- _To be done_
Copy the listing below verbatim, keeping every line, character, and space unchanged.
**** Material provided ****
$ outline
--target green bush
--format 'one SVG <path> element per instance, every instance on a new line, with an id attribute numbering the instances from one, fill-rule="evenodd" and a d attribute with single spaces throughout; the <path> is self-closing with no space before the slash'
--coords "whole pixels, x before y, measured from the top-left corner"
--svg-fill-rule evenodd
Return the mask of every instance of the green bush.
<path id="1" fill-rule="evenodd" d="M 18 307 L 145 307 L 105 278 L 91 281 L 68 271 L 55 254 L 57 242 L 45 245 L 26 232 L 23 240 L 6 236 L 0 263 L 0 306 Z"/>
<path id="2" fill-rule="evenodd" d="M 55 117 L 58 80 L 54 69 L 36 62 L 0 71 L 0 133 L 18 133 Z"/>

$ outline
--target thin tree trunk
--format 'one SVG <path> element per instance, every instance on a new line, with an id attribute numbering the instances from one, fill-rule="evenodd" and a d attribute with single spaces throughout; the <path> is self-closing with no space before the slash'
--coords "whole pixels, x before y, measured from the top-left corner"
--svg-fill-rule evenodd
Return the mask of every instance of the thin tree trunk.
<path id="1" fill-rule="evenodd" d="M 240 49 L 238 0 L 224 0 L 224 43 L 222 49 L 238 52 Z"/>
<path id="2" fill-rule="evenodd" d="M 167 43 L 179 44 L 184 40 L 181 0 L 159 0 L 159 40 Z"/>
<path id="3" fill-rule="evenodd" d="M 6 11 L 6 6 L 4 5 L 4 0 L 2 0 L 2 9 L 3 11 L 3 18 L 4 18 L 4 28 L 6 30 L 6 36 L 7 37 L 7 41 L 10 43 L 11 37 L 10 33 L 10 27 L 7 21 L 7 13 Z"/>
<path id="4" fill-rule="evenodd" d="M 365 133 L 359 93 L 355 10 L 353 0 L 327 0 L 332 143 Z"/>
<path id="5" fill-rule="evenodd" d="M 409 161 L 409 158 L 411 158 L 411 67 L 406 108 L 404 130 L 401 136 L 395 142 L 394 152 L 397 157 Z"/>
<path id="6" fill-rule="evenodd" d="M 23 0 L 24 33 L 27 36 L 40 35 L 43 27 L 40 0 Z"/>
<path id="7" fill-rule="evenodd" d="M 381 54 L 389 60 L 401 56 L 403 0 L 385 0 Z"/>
****
- _Complete answer_
$ outline
--target green bush
--format 'one SVG <path> element per instance, every instance on a new line, with an id attribute numbering the instances from one, fill-rule="evenodd" and a d attribute with single spaces throughout; the <path> is self-closing with no space before the slash'
--coords "whole pixels, x before y, measured from the top-left corner"
--svg-fill-rule evenodd
Return the mask of every instance of the green bush.
<path id="1" fill-rule="evenodd" d="M 18 307 L 145 307 L 105 278 L 91 281 L 68 271 L 55 254 L 57 242 L 45 245 L 26 232 L 23 240 L 6 236 L 0 263 L 0 306 Z"/>
<path id="2" fill-rule="evenodd" d="M 55 117 L 58 80 L 54 69 L 36 62 L 0 71 L 0 133 L 18 133 Z"/>

$ outline
--target thin tree trunk
--format 'one SVG <path> element per instance, every instance on a new line, with an id attribute numbering the instances from one, fill-rule="evenodd" and a d attribute with single spaces throughout; the <path> is self-closing with no space before the slash'
--coords "whole pixels, x before y, measured from the top-left corner"
--svg-fill-rule evenodd
Return the mask of every instance of the thin tree trunk.
<path id="1" fill-rule="evenodd" d="M 240 49 L 238 0 L 224 0 L 224 43 L 222 49 L 238 52 Z"/>
<path id="2" fill-rule="evenodd" d="M 167 43 L 179 44 L 184 40 L 181 0 L 159 0 L 159 40 Z"/>
<path id="3" fill-rule="evenodd" d="M 6 11 L 6 6 L 4 5 L 4 0 L 2 0 L 2 9 L 3 11 L 3 18 L 4 18 L 4 28 L 6 30 L 6 36 L 7 37 L 7 41 L 10 43 L 11 37 L 10 33 L 10 27 L 7 21 L 7 13 Z"/>
<path id="4" fill-rule="evenodd" d="M 365 133 L 359 93 L 355 10 L 353 0 L 327 0 L 332 143 Z"/>
<path id="5" fill-rule="evenodd" d="M 409 161 L 409 158 L 411 158 L 411 67 L 406 108 L 404 130 L 401 136 L 395 142 L 394 152 L 397 157 Z"/>
<path id="6" fill-rule="evenodd" d="M 23 0 L 24 33 L 27 36 L 40 35 L 43 27 L 40 0 Z"/>
<path id="7" fill-rule="evenodd" d="M 381 54 L 389 60 L 401 56 L 403 0 L 385 0 Z"/>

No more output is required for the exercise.